> [What you are asked to do]: Count the lines in the entries that contain "shaped". Say the number and nothing more.

[Data extracted from a collection]
########################################
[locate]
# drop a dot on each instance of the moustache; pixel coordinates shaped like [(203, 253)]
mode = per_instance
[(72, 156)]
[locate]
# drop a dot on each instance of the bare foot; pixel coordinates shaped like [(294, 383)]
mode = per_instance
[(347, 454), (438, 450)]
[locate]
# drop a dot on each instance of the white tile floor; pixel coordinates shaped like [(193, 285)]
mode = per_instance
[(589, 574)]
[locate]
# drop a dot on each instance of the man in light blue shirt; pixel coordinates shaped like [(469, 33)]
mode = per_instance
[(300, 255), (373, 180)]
########################################
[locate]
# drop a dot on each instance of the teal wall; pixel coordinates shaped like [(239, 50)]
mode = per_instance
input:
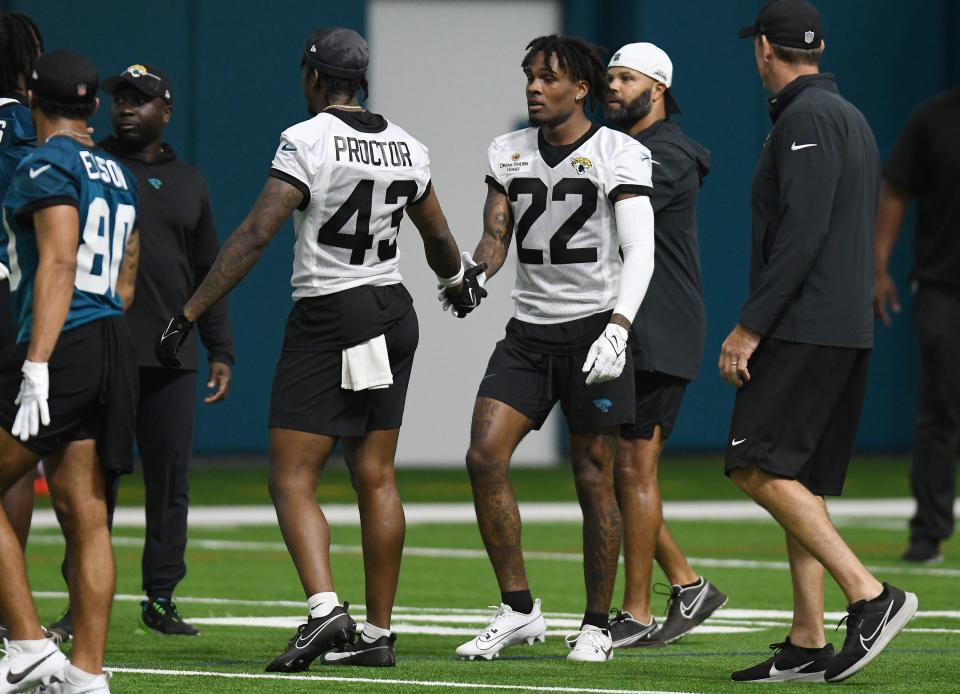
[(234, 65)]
########################################
> [Task result]: 5